==== Zitierter Abschnitt ====

„Madame Web“: Ein Superheldenfilm für Superheldenmüde
Für das Abenteuer der Spider-Man-Verwandten „Madame Web“mit Dakota Johnson braucht man kein Comic-Vorwissen. Jetzt im Kino.
Ein Mann in einem hautengen Kostüm in Netzoptik kriecht kopfüber über die Decke der U-Bahn-Station. Blitzschnell klettert er über die glatten Wände, hechtet über Bahnsteige. Die Rettungsfahrerin Cassandra Webb (Dakota Johnson) und die drei Teenagermädchen, die sich auf die Straße retten können, sind ratlos: Wie kann ein Mensch nur so klettern – fast wie eine Spinne?
Was? Noch nie von Spider-Man gehört?
Nein, das haben die Figuren des neuen Kinofilms „Madame Web“nicht – obwohl es sich dabei um die jüngste Auskopplung aus der Comicbuchreihe um den berühmten Spinnenmann handelt. Seit Jahrzehnten erzählt die US-Unterhaltungsbranche die Geschichte vom Menschen, der durch Kontakt mit einer Spinne plötzlich unheimliche Fähigkeiten entwickelt. Und ließ zuletzt in „SpiderMan: No Way Home“sogar unterschiedliche Inkarnationen der Figur aufeinandertreffen.
Ganz so, wie die Comicwelten im Allgemeinen zunehmend ineinandergeflossen sind: Das 2008 begonnene „Marvel Cinematic Universe“wuchs sich zu einer wirren, verschachtelten Umgebung aus. Mit Filmen und Serien, die verflochten sind: Da schauten die einen Helden bei den anderen vorbei, da wimmelte es vor Anspielungen, die „echte“Fans stolz verstanden. Wer über alle Querbeziehungen im Bilde sein wollte, ließ am besten keine Produktion aus – und wartete selbstverständlich nach jedem Abspann auf die „Post Credit Scenes“, um auch ja keinen Konnex zu verpassen.

====

• **Aufgabe 1**: Schreiben Sie aus dem Artikel über „Madame Web“ den Abschnitt ab, der bei „Was? Noch nie“ beginnt und bei „der Figur aufeinandertreffen.“ endet.
• **Aufgabe 2**:
Beantworten Sie anhand des Artikels über „Madame Web“ diese Fragen:
(a) Welche Schauspielerin spielt Cassandra Webb?
(b) In welchem Jahr begann das „Marvel Cinematic Universe“?
(c) Braucht man für den Film Comic-Vorwissen?

==== Erfasste Daten ====

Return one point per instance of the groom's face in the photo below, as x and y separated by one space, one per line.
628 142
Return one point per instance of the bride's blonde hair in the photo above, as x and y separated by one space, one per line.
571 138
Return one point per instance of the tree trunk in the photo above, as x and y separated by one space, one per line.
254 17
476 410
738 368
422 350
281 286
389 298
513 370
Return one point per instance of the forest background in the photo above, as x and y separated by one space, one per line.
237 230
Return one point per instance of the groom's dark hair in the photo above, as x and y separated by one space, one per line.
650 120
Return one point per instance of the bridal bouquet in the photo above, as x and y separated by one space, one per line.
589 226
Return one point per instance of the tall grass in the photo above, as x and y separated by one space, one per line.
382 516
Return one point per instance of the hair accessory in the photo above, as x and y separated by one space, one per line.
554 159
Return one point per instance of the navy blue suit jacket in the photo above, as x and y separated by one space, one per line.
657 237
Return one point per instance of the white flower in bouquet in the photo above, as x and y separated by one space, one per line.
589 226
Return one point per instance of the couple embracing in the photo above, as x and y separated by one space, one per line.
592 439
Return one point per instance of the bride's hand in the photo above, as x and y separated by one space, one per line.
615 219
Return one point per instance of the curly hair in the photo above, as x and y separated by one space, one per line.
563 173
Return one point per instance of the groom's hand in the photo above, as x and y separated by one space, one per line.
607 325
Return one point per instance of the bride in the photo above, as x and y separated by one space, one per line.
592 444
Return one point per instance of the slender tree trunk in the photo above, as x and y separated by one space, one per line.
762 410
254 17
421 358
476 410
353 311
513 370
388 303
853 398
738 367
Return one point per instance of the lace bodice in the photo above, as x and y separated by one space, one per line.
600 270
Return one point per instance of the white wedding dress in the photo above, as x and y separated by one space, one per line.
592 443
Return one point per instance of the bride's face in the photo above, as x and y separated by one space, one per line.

====

• **Ergebnis 1**:
Was? Noch nie von Spider-Man gehört?
Nein, das haben die Figuren des neuen Kinofilms „Madame Web“nicht – obwohl es sich dabei um die jüngste Auskopplung aus der Comicbuchreihe um den berühmten Spinnenmann handelt. Seit Jahrzehnten erzählt die US-Unterhaltungsbranche die Geschichte vom Menschen, der durch Kontakt mit einer Spinne plötzlich unheimliche Fähigkeiten entwickelt. Und ließ zuletzt in „SpiderMan: No Way Home“sogar unterschiedliche Inkarnationen der Figur aufeinandertreffen.

• **Ergebnis 2**:
(a) Dakota Johnson
(b) 2008
(c) Nein